Also, it is suggested that the first semiconductor layer includes a mixed crystal. The mixed crystal comprising as a major metal component at least two metals selected from among gallium, indium and aluminum as a major metal component.

According to an embodiment of a present inventive subject matter, the first semiconductor layer contains gallium as a major metal component.

Also, according to an embodiment of a present inventive subject matter, the first semiconductor layer includes a mixed crystal of two or more metals.

It is suggested that the second semiconductor layer includes gallium as a major metal component.

Furthermore, it is suggested that the second semiconductor layer contains ε-Ga₂O₃.

According to an embodiment of a present inventive subject matter, the second semiconductor layer contains a mixed crystal.

Also, it is suggested that the semiconductor layer contains aluminum.

According to an embodiment of a present inventive subject matter, the second semiconductor layer contains (GaInAl)₂O₃.

Also, it is suggested that a layered structure may include three or more semiconductor layers including the first semiconductor layer and the second semiconductor layer.

Furthermore, it is suggested that a layered structure includes a heterojunction between the first semiconductor layer and the second semiconductor layer.

Also, it is suggested that a layered structure includes a heterojunction between two semiconductor layers selected from among three or more semiconductor layers of the layered structure.

According to an embodiment of a present inventive subject matter, it is suggested that the layered structure includes an electrically insulating layer.

In a second aspect of a present inventive subject matter, a semiconductor device includes a layered structure including a first semiconductor layer containing an ε-phase crystalline oxide semiconductor with a first composition, and a second semiconductor layer containing an ε-phase crystalline oxide semiconductor with a second composition that is different from the first composition of the first semiconductor layer. The semiconductor device further includes a first electrode electrically connected to the layered structure, and a second electrode electrically connected to the layered structure.

Also, it is suggested that the semiconductor device may be a power device.

According to an embodiment of a present inventive subject matter, the semiconductor device is a semiconductor device with a high frequency characteristic.

Also, according to an embodiment of a present inventive subject matter, the semiconductor device is a high-electron-mobility transistor. Furthermore, as an embodiment, the semiconductor device may be a heterojunction bipolar transistor.

In a third aspect of a present inventive subject matter, a system includes a circuit board and a semiconductor device that is electrically connected to the circuit board.

BRIEF DESCRIPTION OF THE DRAWING

FIG. 1 shows a schematic perspective view of a layered structure of a first embodiment according to a present inventive subject matter.

FIG. 2 shows a schematic perspective view of a layered structure of a second embodiment according to a present inventive subject matter.

FIG. 3A shows a schematic top plan view of a semiconductor device of a third embodiment according to a present inventive subject matter.

FIG. 3B shows a schematic cross-sectional view of the semiconductor device shown in FIG. 3A.

FIG. 4 shows a schematic top plan view of a semiconductor device of a fourth embodiment according to a present inventive subject matter.

FIG. 5A shows a schematic top plan view of a semiconductor device of a fifth embodiment according to a present inventive subject matter.

FIG. 5B shows a schematic top plan view of a semiconductor device of a sixth embodiment according to a present inventive subject matter.

# Exercise brief
Extend the patent text on ε-phase oxide semiconductor layers, picking up after its last sentence. Nothing in the lines after this text is needed.

# Provided material
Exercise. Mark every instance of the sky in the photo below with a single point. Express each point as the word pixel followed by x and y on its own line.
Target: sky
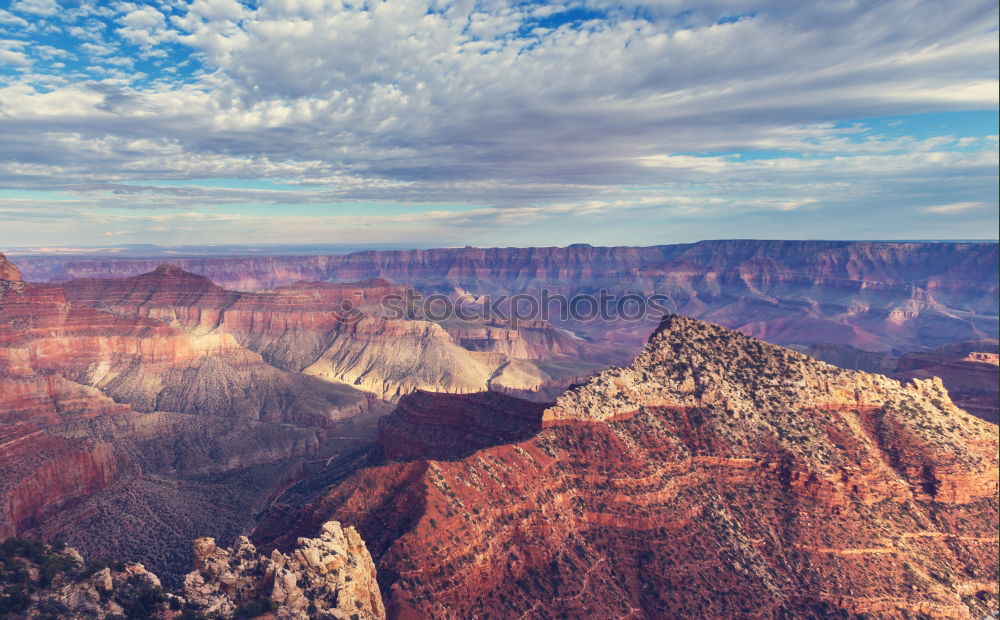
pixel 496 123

# Output below
FIG. 6 shows a schematic perspective view of a semiconductor device of a seventh embodiment of a present inventive subject matter is arranged on a circuit board of a system.

FIG. 7 shows a system includes a circuit board and a semiconductor device electrically mounted on the circuit board, according to an eighth embodiment of a present inventive subject matter.

FIG. 8 shows a schematic view of a semiconductor system according to a ninth embodiment of a present inventive subject matter. The power device may include a semiconductor device.

FIG. 9 shows a schematic view of a semiconductor system according to a tenth embodiment of a present inventive subject matter.

FIG. 10 shows a schematic diagram of a semiconductor system according to an eleventh embodiment of a present inventive subject matter.

FIG. 11 shows a measurement result of an embodiment measured by an X-ray diffraction (XRD).

FIG. 12 shows a schematic diagram of a mist chemical vapor deposition (CVD) apparatus that may be used according to an embodiment of method of a present inventive subject matter.

DETAILED DESCRIPTION OF EMBODIMENTS

As used herein, the term “and/or” includes any and all combinations of one or more of the associated listed items.

As illustrated in the figures submitted herewith, some sizes of structures or portions may be exaggerated relative to other structures or portions for illustrative purposes. Relative terms such as “below” or “above” or “upper” or “lower” may be used herein to describe a relationship of one element, layer or region to another element, layer or region as illustrated in the figures. It will be understood that these terms are intended to encompass different orientations of a layer, a device, and/or a system in addition to the orientation depicted in the figures.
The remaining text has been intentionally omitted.